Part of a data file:
----------

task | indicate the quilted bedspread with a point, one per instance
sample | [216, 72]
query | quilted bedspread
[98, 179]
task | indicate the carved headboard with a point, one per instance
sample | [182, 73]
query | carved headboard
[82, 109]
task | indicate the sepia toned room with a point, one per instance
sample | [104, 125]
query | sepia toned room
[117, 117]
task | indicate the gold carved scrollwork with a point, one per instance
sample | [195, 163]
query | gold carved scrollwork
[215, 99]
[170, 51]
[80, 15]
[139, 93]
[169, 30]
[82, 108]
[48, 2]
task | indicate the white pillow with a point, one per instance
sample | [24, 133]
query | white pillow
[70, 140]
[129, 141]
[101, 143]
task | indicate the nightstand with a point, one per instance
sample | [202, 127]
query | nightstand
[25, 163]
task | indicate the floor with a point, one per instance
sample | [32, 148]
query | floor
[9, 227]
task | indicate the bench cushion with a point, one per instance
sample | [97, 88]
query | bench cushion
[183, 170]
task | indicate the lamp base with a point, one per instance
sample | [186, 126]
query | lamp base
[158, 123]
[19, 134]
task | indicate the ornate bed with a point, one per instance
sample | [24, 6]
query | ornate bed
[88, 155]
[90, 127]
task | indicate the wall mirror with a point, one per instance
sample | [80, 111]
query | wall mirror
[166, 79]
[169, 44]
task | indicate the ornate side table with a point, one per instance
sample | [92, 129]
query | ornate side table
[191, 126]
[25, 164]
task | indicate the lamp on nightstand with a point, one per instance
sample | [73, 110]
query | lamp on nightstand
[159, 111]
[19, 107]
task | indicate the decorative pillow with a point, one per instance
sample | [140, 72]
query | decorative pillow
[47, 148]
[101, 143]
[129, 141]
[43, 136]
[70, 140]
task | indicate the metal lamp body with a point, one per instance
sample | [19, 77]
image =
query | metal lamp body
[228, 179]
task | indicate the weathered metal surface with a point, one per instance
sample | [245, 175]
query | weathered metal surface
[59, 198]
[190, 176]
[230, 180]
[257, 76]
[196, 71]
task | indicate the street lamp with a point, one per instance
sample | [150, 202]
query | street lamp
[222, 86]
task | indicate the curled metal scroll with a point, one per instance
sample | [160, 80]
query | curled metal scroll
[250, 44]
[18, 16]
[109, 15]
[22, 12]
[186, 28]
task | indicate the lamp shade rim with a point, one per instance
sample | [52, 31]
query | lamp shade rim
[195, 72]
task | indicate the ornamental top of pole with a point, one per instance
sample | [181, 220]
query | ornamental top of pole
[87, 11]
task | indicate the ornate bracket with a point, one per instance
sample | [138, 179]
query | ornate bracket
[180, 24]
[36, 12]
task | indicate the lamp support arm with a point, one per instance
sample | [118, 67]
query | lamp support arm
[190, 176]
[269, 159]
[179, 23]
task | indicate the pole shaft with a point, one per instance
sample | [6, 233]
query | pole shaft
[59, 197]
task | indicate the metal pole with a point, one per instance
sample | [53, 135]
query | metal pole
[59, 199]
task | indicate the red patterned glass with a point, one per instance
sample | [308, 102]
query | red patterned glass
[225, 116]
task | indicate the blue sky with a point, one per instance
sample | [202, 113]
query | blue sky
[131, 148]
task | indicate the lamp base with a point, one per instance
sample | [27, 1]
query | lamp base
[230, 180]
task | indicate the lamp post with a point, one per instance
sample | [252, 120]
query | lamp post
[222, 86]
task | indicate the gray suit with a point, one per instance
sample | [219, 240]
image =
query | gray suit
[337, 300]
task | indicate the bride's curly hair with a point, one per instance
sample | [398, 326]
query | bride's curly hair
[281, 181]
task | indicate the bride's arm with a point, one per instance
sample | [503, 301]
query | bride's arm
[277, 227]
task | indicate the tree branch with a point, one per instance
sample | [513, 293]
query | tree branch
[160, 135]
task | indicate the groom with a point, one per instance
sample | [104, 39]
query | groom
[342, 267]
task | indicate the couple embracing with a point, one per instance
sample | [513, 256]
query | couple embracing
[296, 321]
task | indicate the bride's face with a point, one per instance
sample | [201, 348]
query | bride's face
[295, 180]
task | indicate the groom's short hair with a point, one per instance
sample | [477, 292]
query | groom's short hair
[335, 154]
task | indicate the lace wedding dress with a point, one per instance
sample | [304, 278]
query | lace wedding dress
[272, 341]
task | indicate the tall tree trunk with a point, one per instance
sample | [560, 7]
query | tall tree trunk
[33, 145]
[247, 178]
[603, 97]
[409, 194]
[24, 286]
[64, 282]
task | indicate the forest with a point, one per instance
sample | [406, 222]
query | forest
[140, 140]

----------

**TASK OBJECTIVE**: Extract every line above exactly as it stands.

**FULL RESPONSE**:
task | indicate the quilted bedspread with a point, one per instance
sample | [216, 72]
query | quilted bedspread
[98, 179]
task | indicate the carved headboard with a point, one per instance
sample | [182, 73]
query | carved headboard
[82, 109]
task | indicate the sepia toned room with a point, one per instance
sample | [104, 125]
query | sepia toned room
[117, 117]
task | indicate the gold carved scrollwork with a point, one per instance
sample | [195, 163]
query | gold carved scrollwork
[215, 99]
[170, 51]
[80, 15]
[139, 93]
[169, 30]
[82, 108]
[48, 2]
task | indicate the white pillow with a point, one per instance
sample | [24, 133]
query | white pillow
[70, 140]
[129, 141]
[101, 143]
task | indicate the nightstand with a point, one per instance
sample | [202, 127]
query | nightstand
[25, 163]
task | indicate the floor with a point, one per instance
sample | [32, 148]
query | floor
[9, 227]
task | indicate the bench cushion with a point, one per instance
sample | [97, 88]
query | bench cushion
[183, 170]
task | indicate the lamp base with a point, one per instance
sample | [186, 126]
query | lamp base
[158, 123]
[19, 134]
task | indicate the ornate bed with a point, one per instance
sample | [24, 6]
query | ornate bed
[88, 155]
[90, 127]
task | indicate the wall mirror with a point, one per instance
sample | [80, 111]
query | wall mirror
[166, 79]
[169, 44]
task | indicate the ornate side table with a point, one per instance
sample | [92, 129]
query | ornate side table
[191, 126]
[25, 164]
task | indicate the lamp on nightstand with a point, one per instance
sample | [73, 110]
query | lamp on nightstand
[159, 111]
[19, 107]
task | indicate the decorative pillow with a point, one per instance
sample | [140, 72]
query | decorative pillow
[47, 148]
[101, 143]
[129, 141]
[43, 136]
[70, 140]
task | indicate the metal lamp body with a point, one per instance
sample | [19, 77]
image =
query | metal lamp body
[228, 179]
task | indicate the weathered metal surface with a point, one per instance
sample | [245, 175]
query | weathered metal surface
[59, 198]
[190, 176]
[230, 180]
[257, 76]
[196, 71]
task | indicate the street lamp with a point, one per instance
sample | [150, 202]
query | street lamp
[222, 86]
task | indicate the curled metal scroll with a point, one per instance
sample | [160, 80]
query | curled metal scroll
[250, 44]
[18, 16]
[109, 15]
[22, 12]
[186, 28]
task | indicate the lamp shade rim with a point, one per instance
sample | [52, 31]
query | lamp shade rim
[195, 72]
task | indicate the ornamental top of pole with a point, one per instance
sample | [181, 220]
query | ornamental top of pole
[87, 11]
task | indicate the ornate bracket with a point, one per instance
sample | [138, 179]
query | ornate bracket
[180, 24]
[36, 12]
task | indicate the lamp support arm with a point, one per instance
sample | [118, 67]
query | lamp support arm
[190, 176]
[269, 159]
[179, 23]
task | indicate the pole shaft with a point, one per instance
sample | [6, 233]
query | pole shaft
[59, 197]
task | indicate the metal pole with a point, one per instance
sample | [53, 135]
query | metal pole
[59, 199]
task | indicate the red patterned glass with a point, one per instance
sample | [308, 102]
query | red patterned glass
[225, 116]
task | indicate the blue sky with a point, one per instance
sample | [202, 113]
query | blue sky
[131, 148]
task | indicate the lamp base with a point, one per instance
sample | [27, 1]
query | lamp base
[230, 180]
task | indicate the lamp post with a point, one per instance
sample | [252, 120]
query | lamp post
[222, 86]
task | indicate the gray suit with a point, one per instance
sample | [219, 240]
image =
query | gray suit
[337, 300]
task | indicate the bride's curly hair with a point, one per instance
sample | [398, 326]
query | bride's curly hair
[281, 181]
task | indicate the bride's arm with a point, one per instance
sample | [503, 301]
query | bride's arm
[277, 227]
task | indicate the tree branch with a point, one per instance
sample | [513, 293]
query | tree branch
[160, 135]
task | indicate the groom with a point, one per instance
sample | [104, 39]
query | groom
[342, 267]
task | indicate the couple embracing with a point, one per instance
sample | [513, 256]
query | couple embracing
[296, 321]
task | indicate the bride's face with a point, one per instance
sample | [201, 348]
query | bride's face
[295, 180]
task | indicate the groom's short hair with a point, one per instance
sample | [477, 292]
query | groom's short hair
[335, 154]
task | indicate the lace wedding dress with a point, one per instance
sample | [304, 278]
query | lace wedding dress
[272, 341]
task | indicate the tall tree trunk with a point, one per instance
sample | [560, 7]
query | tall tree trunk
[33, 145]
[247, 178]
[603, 97]
[409, 194]
[24, 286]
[64, 282]
task | indicate the forest with a point, one per instance
sample | [406, 222]
query | forest
[140, 140]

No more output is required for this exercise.